■ The problem ■
Retype all of the records precisely.

[Point localization data]
--------------------

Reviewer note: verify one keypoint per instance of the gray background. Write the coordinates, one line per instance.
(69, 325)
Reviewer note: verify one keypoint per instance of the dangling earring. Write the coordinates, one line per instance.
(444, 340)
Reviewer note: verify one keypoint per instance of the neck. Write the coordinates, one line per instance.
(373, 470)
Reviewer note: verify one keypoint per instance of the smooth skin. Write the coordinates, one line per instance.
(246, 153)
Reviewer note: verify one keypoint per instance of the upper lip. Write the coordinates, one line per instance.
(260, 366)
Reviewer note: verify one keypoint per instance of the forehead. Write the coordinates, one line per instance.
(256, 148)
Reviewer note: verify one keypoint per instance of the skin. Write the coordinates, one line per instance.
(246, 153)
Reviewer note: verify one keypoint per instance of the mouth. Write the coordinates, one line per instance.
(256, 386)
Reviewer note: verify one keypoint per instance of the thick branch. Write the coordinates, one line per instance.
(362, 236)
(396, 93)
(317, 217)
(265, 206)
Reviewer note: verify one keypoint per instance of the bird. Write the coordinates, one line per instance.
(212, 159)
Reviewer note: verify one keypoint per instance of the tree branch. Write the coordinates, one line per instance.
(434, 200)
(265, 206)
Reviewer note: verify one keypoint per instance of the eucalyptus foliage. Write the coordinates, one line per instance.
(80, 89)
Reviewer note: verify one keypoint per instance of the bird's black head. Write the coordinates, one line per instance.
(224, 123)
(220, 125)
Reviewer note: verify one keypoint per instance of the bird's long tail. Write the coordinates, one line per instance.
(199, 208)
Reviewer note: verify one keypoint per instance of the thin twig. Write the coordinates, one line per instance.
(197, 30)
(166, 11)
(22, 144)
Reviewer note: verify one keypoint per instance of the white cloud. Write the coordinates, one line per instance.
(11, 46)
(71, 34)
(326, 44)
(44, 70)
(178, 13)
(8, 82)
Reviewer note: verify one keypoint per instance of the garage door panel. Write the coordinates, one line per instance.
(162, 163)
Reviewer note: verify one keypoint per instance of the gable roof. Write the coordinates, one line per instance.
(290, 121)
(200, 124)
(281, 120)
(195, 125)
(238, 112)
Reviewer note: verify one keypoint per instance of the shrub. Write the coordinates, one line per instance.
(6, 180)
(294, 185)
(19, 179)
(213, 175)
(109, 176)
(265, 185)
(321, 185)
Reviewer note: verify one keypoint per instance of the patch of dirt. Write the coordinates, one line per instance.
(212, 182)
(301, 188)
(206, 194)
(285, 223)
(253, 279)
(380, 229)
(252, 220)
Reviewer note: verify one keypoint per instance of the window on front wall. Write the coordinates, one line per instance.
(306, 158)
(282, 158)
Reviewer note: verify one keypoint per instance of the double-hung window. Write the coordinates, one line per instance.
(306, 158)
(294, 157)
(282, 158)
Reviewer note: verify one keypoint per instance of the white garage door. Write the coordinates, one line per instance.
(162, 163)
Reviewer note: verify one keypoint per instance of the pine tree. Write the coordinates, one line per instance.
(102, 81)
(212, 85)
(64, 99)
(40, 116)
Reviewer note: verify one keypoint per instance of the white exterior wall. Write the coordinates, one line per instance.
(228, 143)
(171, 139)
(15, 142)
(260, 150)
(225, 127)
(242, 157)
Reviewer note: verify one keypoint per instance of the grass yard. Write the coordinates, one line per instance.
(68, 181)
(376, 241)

--------------------

■ Written response ■
Reviewer note: verify one keypoint per instance of the gray background. Write the coordinates, one line per instance.
(69, 325)
Reviewer note: verify one keypoint per instance of the dangling earring. Write the coordinates, one line per instance.
(444, 340)
Reviewer note: verify one keypoint per instance of the neck. Write the coordinates, one line per instance.
(373, 470)
Reviewer note: verify one keypoint per instance of the smooth skin. Write the coordinates, one line per instance.
(246, 153)
Reviewer note: verify one keypoint per instance of the upper lip. Write the coordinates, one line per instance.
(260, 366)
Reviewer note: verify one keypoint per instance of the forehead. Write the coordinates, one line per instance.
(256, 148)
Reviewer note: verify one keypoint per instance of the skin. Write the coordinates, one line per instance.
(246, 153)
Reviewer note: verify one keypoint per instance of the mouth. Write the coordinates, one line per instance.
(256, 386)
Reviewer note: verify one keypoint per instance of the thick branch. Write the coordinates, one line per instance.
(362, 236)
(396, 93)
(317, 217)
(265, 206)
Reviewer note: verify one keypoint per instance of the bird. Write the coordinates, one line per instance.
(212, 159)
Reviewer note: verify one keypoint per instance of the tree branch. Write the coordinates, one line per instance.
(434, 200)
(265, 206)
Reviewer note: verify one keypoint per instance of the eucalyptus foliage. Write the coordinates, one line per instance.
(80, 89)
Reviewer note: verify one keypoint per instance of the bird's black head. Write the coordinates, one line per instance.
(224, 123)
(220, 125)
Reviewer note: verify one keypoint per instance of the bird's long tail. Write the coordinates, one line per instance.
(199, 208)
Reviewer note: verify one keypoint per instance of the thin twig. Write the coordinates, one line per instance.
(197, 30)
(166, 11)
(22, 144)
Reviewer note: verify one keypoint per instance of the white cloud. Write the coordinates, one line per instance.
(11, 46)
(71, 34)
(326, 44)
(44, 70)
(178, 13)
(8, 82)
Reviewer note: verify one keypoint per instance of the garage door panel. Write the coordinates, one line per instance.
(162, 163)
Reviewer note: verify one keypoint per instance of the gable roof. Write the coordinates, one line per instance.
(290, 121)
(200, 124)
(281, 120)
(195, 125)
(238, 112)
Reviewer note: verify one keypoint per instance of the shrub. Write the coordinates, one line per instance.
(6, 180)
(294, 185)
(19, 179)
(213, 175)
(109, 176)
(265, 185)
(321, 185)
Reviewer note: verify one keypoint per instance of the patch of dirt. Write the coordinates, one line per instance.
(212, 182)
(301, 188)
(206, 194)
(285, 223)
(253, 279)
(380, 229)
(252, 220)
Reviewer note: verify one keypoint per instance of the window on front wall. Write the coordinates, one line per instance.
(306, 158)
(282, 158)
Reviewer note: verify one keypoint per instance of the double-hung window. Write the coordinates, one line per instance.
(306, 158)
(294, 157)
(282, 158)
Reviewer note: verify one keypoint per instance of the white garage door. Write the coordinates, one line per instance.
(162, 163)
Reviewer note: verify one keypoint per instance of the pine tree. Write the coordinates, one line per instance.
(102, 81)
(212, 85)
(64, 99)
(40, 116)
Reviewer note: verify one keypoint per instance of the white exterior wall. Write the coordinates, one line per instance.
(228, 143)
(171, 139)
(15, 142)
(260, 150)
(225, 127)
(242, 157)
Reviewer note: verify one keypoint per instance of the grass yard. Write the coordinates, one line per instance.
(68, 181)
(376, 241)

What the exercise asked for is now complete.